═════ WORKING DATA ═════

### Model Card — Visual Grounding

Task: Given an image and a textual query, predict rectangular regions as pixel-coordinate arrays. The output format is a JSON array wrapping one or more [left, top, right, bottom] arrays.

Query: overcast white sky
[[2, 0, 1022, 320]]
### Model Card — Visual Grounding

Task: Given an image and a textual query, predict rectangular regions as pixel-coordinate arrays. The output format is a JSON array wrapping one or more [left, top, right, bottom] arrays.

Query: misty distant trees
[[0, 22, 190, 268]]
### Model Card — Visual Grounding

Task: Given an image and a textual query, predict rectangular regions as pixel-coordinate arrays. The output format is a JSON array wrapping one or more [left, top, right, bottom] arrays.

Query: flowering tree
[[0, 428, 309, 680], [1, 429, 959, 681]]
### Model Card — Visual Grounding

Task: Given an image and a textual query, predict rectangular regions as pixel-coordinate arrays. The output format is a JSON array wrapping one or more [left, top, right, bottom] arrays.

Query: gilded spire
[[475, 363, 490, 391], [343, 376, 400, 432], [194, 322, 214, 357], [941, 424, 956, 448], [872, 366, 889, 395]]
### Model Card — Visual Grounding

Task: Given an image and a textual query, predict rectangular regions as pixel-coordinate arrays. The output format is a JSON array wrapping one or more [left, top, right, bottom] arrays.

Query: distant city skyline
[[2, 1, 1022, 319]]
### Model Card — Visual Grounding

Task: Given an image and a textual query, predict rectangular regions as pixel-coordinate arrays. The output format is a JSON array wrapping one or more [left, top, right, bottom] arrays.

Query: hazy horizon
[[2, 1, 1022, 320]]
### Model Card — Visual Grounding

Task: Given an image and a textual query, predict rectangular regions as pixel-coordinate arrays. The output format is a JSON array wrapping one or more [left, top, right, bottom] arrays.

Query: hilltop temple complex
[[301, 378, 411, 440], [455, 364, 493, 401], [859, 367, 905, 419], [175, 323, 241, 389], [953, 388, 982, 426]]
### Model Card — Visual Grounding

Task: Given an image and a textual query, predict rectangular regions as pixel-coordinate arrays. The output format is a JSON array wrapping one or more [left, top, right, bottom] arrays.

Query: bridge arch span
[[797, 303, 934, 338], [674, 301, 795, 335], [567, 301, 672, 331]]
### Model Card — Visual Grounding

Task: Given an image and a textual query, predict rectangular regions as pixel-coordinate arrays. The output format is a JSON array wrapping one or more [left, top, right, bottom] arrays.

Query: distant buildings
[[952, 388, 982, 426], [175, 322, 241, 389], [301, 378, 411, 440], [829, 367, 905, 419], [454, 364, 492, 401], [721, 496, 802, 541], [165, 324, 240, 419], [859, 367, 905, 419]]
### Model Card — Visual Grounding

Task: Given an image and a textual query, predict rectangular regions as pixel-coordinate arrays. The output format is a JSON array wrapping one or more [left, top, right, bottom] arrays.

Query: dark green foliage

═════

> PROBLEM DETAILS: Line by line, retype the data exactly as written.

> YOUR SOLUTION:
### Model Card — Visual Grounding

Task: Given an image and a textual query, predict rectangular regions as pixel-coordinate arrays. The output format is a JSON array wrapping one or more [left, top, right, bottom] arrays.

Query: overcast white sky
[[2, 0, 1022, 320]]
### Model Card — Visual Grounding

Task: Given an image and a textual query, predict rectangular regions as pixel-coordinate arrays. The output format is a JSON array wrapping one or more [left, top, right, bottom] arrays.

Query: misty distant trees
[[0, 22, 190, 268]]
### Model Card — Visual Grounding

Task: Given an image and a textual query, predict rectangular regions as pixel-coordinate arrays. The output format is a JSON array wrapping one or more [left, top, right, bottom] arrays.

Query: flowering tree
[[0, 428, 309, 680], [1, 429, 959, 681]]
### Model Card — Visual Grounding

Task: Given an image and a textual query, predict rectangular regions as pixel-coordinate arrays. The output format is a JSON array wrapping one or more [left, top, right, bottom] arrays.

Query: gilded spire
[[475, 363, 490, 391], [343, 376, 400, 432], [194, 322, 214, 357], [941, 424, 956, 448], [872, 366, 889, 395]]
### Model Card — Visual Grounding

Task: Given an image and a textual query, predict rectangular regions as pixel-coordinate arrays. The output format is a JSON array wrapping one or more [left, top, right, bottom] arrays.

Query: distant city skyline
[[2, 1, 1022, 319]]
### Model Card — Visual Grounding

Task: Given an image and a textual query, predict rectangular regions as pixel-coordinate arrays. The output format is a JSON array wrapping one or more [left, top, right, bottom] arrays.

Query: hazy horizon
[[2, 1, 1022, 320]]
### Model Card — Visual Grounding

Task: Given an image and a textual query, predict rectangular regions as pixel-coordinate arrays. The output format is a JSON array wrapping one or more [left, top, right, bottom] arrays.

Query: hilltop temple complex
[[301, 378, 411, 440], [455, 364, 493, 401], [859, 367, 905, 419], [175, 323, 241, 389], [953, 388, 982, 426]]
### Model Card — Visual Grounding

Task: Given an image and a textual query, predict rectangular regions as pixel-coordinate arrays. The output format is a JSON array wrapping one or more [left, top, right, bottom] arrays.

Query: bridge arch span
[[797, 303, 934, 338], [674, 301, 795, 335], [567, 301, 672, 331]]
### Model Card — Visual Grounding

Task: Given an image and a textual query, predict rectangular regions as pixel-coordinate arrays. The output format is a JSON array wrapping one or more [left, top, right, bottom] arrays.

Query: distant buildings
[[952, 388, 982, 426], [175, 322, 241, 389], [301, 378, 411, 440], [829, 367, 905, 419], [454, 364, 492, 401], [721, 496, 802, 541], [165, 324, 240, 419], [859, 367, 905, 419]]
### Model Card — Visual Grounding

Task: Given an image and a textual query, predict rectangular regions as pixel-coordinate arrays. The output format is a JSON array wrapping one or more [left, top, right, bottom] arrays.

Query: dark green foliage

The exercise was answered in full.